■ **Problems and tasks**
#1 Rewrite the paragraph of the ARC Nanoforce text that begins "The main goal of this multidisciplinary ARC proposal" as a bulleted list that keeps its main facts.
#2 Echo the part of the ARC Nanoforce text starting at "ARC Nanoforce" and ending at "and the substrate.".

ARC Nanoforce

Extreme miniaturization is made necessary by the steadily increasing requirements of information technologies and smart sensors, which are expected not only to detect and quantify the presence of a substance but also to handle in situ, in a simple way, the information obtained [1-5]. The implementation of physical systems able to handle the information at the nanometric and molecular scales calls for a strong basic effort aiming at a better understanding of the forces governing at those scales the interactions between the constitutive subunits and between the latter and the substrate.

The main goal of this multidisciplinary ARC proposal is to contribute to the characterization, the control and the use of these interactions for the implementation of smart sensors and molecular logic machines, and for the patterning of surfaces. Molecular recognition is one of the cornerstones of these devices. The model systems that we propose to investigate will extensively use the molecular recognition and self-assembling properties of biological systems, in particular of nucleic bases. We will focus on hybrid complexes where DNA or RNA oligomers are anchored on gold clusters, nanoparticles, and surfaces. Gold is a standard support for devices in many technological and diagnostic applications. The interactions between DNA or RNA and gold are among the most interesting ones for the implementation of smart sensors because they are tuned by the molecular recognition processes that either govern the pairing of nucleic bases (Watson-Crick bonds) or are responsible for the emergence of more complex structures like guanine quadruplexes (Hoogsteen bonds). These structures are of central importance because they might play an essential role in the regulation of many biological processes. The same interactions can be used for encoding patterns on surfaces and for logic operation implementations.

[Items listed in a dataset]

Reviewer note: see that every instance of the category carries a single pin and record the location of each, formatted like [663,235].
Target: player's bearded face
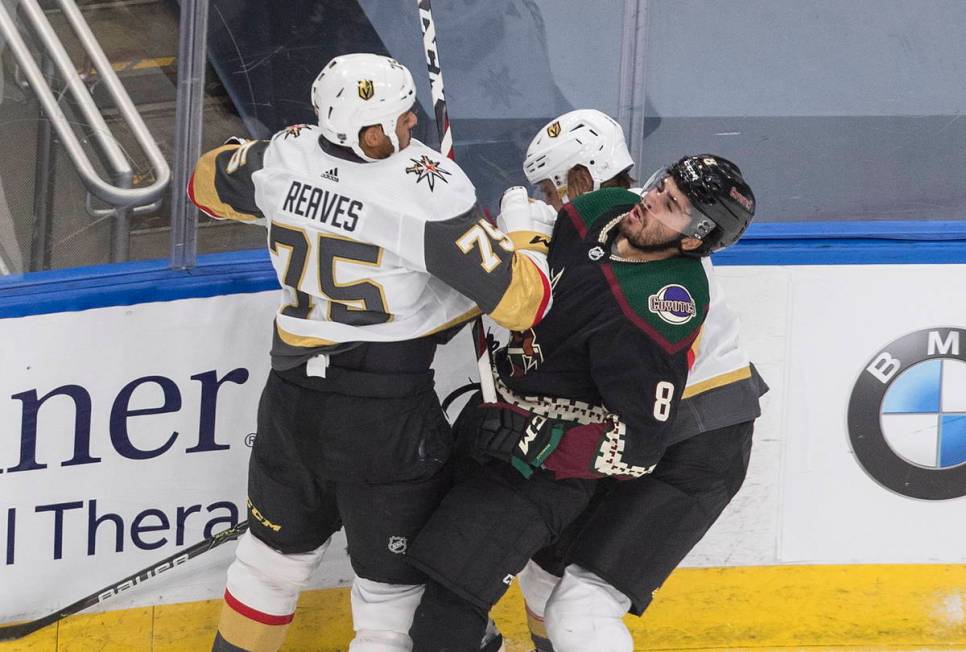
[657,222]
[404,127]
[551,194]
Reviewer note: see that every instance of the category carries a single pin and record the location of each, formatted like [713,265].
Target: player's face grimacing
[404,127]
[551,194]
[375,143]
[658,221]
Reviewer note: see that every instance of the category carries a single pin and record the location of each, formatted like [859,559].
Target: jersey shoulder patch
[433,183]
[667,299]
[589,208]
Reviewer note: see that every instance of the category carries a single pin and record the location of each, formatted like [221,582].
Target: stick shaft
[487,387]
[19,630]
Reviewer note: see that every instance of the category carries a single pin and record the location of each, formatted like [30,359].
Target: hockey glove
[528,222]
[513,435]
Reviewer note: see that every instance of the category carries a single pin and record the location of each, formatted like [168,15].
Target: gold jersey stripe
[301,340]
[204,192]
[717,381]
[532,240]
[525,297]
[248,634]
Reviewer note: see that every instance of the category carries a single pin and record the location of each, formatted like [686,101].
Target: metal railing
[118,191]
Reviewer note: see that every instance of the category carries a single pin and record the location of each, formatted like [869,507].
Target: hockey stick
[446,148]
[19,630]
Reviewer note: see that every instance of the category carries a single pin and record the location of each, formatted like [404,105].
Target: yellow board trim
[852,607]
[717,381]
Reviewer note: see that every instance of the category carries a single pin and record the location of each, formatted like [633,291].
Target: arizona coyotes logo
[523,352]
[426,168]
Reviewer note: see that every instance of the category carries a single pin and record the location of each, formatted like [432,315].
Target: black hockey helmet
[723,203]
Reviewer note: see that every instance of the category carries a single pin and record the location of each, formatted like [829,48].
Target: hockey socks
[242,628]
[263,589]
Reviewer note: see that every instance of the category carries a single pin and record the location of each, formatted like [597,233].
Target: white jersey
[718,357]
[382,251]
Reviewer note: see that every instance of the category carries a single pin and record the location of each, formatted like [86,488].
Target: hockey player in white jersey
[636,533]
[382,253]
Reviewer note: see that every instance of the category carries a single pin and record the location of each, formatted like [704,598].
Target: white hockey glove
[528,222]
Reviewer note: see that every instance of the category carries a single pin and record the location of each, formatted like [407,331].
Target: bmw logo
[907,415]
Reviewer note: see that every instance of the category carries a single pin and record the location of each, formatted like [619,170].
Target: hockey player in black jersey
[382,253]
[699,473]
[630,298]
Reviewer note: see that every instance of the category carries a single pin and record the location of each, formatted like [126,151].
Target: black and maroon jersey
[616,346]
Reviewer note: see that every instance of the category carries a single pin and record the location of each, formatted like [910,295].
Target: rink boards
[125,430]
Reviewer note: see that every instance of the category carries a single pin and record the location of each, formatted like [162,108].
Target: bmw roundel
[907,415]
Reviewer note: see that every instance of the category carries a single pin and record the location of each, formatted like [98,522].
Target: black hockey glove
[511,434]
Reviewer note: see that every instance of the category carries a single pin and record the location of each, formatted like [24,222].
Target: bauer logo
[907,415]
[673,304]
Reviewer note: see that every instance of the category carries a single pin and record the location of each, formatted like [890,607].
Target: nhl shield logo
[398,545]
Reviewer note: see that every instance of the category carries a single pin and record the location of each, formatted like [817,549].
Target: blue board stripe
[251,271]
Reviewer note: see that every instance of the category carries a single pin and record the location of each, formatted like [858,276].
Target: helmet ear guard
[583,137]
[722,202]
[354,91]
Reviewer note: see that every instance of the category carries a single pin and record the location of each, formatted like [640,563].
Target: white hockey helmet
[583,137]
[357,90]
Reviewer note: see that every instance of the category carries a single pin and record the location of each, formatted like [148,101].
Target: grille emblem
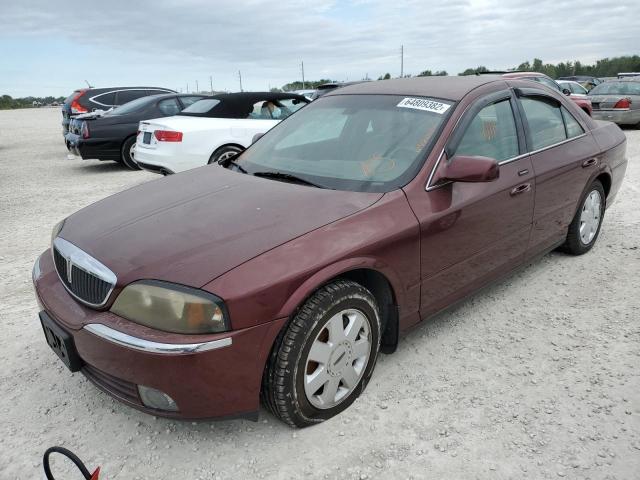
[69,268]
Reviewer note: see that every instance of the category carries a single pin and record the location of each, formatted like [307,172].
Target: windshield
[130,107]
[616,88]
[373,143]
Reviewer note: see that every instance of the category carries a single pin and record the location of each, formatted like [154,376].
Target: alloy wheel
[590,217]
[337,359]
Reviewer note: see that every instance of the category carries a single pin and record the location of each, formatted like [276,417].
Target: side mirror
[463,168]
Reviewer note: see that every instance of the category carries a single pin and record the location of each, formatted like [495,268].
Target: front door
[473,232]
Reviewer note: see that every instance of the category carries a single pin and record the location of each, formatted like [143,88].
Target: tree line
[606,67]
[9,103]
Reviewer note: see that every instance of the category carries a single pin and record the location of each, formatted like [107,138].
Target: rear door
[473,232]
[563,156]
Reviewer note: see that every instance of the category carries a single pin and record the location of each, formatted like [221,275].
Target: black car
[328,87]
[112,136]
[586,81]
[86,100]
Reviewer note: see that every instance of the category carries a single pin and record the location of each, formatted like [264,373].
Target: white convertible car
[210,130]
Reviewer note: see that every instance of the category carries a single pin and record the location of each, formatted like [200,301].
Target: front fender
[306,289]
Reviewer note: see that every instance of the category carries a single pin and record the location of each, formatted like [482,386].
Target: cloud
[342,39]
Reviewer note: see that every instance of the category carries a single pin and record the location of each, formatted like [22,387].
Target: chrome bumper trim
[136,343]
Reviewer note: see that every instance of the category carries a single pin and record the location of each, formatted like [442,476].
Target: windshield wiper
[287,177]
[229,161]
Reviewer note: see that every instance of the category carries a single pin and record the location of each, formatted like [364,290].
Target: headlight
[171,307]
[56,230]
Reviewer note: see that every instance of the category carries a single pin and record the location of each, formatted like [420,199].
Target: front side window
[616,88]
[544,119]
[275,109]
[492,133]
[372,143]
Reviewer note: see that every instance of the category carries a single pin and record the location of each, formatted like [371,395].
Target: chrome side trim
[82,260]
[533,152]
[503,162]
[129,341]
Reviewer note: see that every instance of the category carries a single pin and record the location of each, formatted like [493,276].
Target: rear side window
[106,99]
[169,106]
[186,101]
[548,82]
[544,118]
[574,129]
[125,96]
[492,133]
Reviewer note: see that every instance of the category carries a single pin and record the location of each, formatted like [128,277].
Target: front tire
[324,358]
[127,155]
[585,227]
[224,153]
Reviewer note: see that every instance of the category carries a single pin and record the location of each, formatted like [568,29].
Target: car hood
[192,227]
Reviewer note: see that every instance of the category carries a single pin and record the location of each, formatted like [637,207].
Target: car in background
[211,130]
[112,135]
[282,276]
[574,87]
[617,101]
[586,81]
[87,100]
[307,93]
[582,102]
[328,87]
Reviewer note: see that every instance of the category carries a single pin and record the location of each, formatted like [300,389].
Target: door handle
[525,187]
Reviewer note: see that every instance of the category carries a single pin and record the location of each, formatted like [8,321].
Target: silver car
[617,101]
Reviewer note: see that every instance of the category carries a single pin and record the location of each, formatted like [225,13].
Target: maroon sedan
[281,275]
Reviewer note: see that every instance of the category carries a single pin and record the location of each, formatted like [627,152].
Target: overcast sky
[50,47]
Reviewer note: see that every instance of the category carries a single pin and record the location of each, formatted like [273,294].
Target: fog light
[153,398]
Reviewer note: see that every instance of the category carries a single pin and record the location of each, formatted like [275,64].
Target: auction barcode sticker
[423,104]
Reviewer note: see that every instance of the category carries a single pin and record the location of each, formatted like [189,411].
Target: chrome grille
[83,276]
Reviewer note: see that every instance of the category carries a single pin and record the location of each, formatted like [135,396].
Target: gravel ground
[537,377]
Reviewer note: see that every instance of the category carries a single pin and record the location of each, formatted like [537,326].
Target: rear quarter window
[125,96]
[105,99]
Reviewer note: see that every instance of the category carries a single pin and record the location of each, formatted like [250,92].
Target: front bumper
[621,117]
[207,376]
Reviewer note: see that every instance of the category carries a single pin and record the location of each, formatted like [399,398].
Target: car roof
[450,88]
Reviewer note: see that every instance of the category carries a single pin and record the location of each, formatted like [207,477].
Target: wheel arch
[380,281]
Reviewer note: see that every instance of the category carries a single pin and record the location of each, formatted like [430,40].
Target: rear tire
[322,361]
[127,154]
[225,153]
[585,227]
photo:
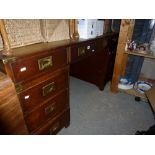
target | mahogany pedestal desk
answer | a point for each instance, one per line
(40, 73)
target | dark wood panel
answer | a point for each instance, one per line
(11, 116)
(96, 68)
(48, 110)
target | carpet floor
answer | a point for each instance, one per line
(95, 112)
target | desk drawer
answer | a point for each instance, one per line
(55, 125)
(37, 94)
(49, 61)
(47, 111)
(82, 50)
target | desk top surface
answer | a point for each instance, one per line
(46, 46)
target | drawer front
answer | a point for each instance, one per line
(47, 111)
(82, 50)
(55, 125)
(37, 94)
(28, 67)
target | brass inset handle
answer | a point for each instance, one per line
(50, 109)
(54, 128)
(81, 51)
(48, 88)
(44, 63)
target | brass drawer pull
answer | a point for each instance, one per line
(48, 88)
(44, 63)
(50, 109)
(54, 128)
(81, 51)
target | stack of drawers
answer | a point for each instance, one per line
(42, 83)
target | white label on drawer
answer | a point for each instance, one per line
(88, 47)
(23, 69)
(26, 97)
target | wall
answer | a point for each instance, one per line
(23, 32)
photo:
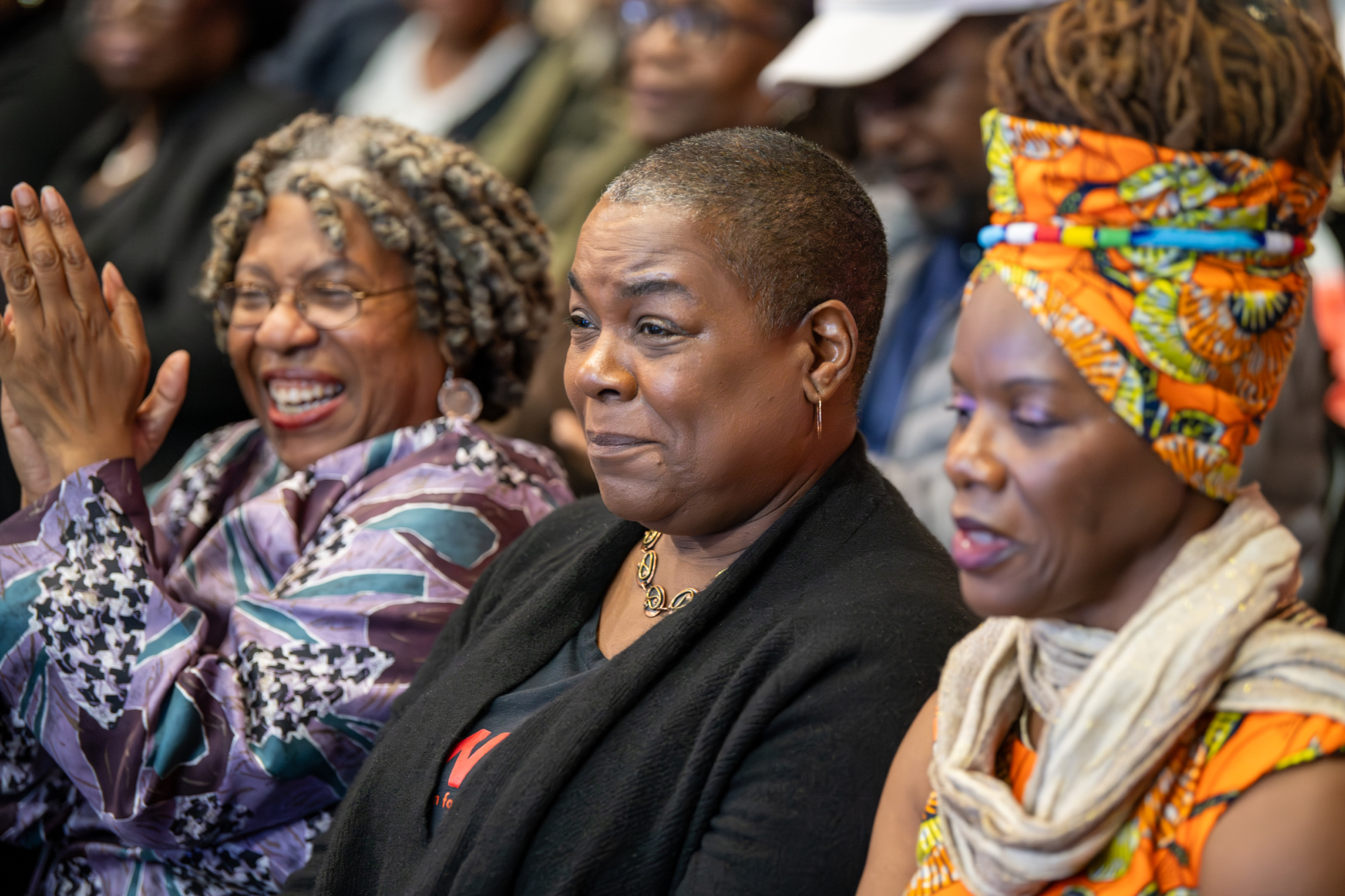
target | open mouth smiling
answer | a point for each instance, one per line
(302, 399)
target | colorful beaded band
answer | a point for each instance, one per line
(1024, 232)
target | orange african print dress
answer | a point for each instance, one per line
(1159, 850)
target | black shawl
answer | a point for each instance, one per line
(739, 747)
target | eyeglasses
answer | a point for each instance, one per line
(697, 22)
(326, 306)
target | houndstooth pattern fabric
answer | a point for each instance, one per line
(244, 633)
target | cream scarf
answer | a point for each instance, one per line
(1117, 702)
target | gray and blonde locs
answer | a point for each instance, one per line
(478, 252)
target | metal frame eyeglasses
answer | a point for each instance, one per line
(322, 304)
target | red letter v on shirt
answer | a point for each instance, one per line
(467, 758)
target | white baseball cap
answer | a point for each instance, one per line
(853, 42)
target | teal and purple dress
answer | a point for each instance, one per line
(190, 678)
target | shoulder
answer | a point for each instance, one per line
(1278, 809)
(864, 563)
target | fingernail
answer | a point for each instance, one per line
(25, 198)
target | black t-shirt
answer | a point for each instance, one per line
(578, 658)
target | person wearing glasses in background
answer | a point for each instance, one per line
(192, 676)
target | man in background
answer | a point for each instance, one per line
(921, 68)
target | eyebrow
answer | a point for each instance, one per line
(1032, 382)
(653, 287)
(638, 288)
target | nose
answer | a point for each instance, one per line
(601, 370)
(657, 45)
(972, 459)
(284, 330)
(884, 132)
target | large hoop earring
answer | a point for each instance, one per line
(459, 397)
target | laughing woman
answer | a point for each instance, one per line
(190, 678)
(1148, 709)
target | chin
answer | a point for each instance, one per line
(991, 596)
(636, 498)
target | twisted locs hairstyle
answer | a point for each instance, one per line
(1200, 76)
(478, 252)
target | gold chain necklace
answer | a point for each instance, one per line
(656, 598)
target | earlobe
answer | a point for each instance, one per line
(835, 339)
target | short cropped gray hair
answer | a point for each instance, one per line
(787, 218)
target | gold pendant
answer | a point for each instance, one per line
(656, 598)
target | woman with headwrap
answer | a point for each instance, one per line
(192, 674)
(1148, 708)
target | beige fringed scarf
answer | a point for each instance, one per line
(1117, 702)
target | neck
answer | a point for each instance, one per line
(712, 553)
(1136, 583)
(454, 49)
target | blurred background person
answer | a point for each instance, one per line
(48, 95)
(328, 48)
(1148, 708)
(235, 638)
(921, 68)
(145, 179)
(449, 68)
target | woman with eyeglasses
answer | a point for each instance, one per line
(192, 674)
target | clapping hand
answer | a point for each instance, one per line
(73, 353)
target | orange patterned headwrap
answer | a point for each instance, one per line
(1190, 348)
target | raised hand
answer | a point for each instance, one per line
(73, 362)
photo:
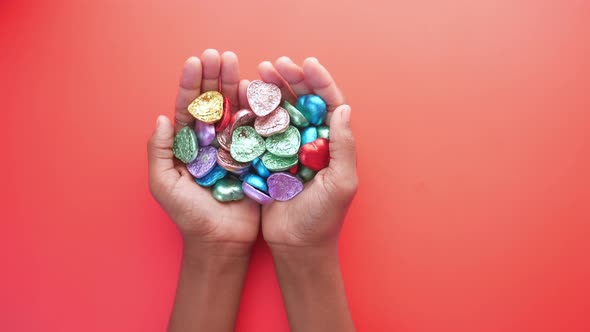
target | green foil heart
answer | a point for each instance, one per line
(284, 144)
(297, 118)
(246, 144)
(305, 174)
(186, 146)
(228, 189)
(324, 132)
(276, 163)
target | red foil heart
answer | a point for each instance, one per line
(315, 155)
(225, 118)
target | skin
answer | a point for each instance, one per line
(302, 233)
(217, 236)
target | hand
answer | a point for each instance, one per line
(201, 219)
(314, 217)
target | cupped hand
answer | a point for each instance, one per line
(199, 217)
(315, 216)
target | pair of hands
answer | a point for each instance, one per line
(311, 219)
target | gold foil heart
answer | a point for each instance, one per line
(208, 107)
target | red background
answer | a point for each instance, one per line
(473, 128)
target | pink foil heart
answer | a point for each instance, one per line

■ **Answers**
#1
- Goal: help characterize, control and use these interactions to build smart sensors and molecular logic machines and to pattern surfaces.
- Molecular recognition is a cornerstone of these devices.
- The proposed model systems will draw heavily on the molecular recognition and self-assembly of biological systems, especially nucleic bases.
- Focus: hybrid complexes in which DNA or RNA oligomers are anchored on gold clusters, nanoparticles and surfaces.
- Gold is a standard device support in many technological and diagnostic applications.
- DNA/RNA–gold interactions are especially interesting for smart sensors because molecular recognition tunes them. This recognition governs nucleic base pairing (Watson-Crick bonds) and gives rise to more complex structures such as guanine quadruplexes (Hoogsteen bonds).
- These structures may play an essential role in regulating many biological processes.
- The same interactions can be used to encode patterns on surfaces and to implement logic operations.

#2
ARC Nanoforce

Extreme miniaturization is made necessary by the steadily increasing requirements of information technologies and smart sensors, which are expected not only to detect and quantify the presence of a substance but also to handle in situ, in a simple way, the information obtained [1-5]. The implementation of physical systems able to handle the information at the nanometric and molecular scales calls for a strong basic effort aiming at a better understanding of the forces governing at those scales the interactions between the constitutive subunits and between the latter and the substrate.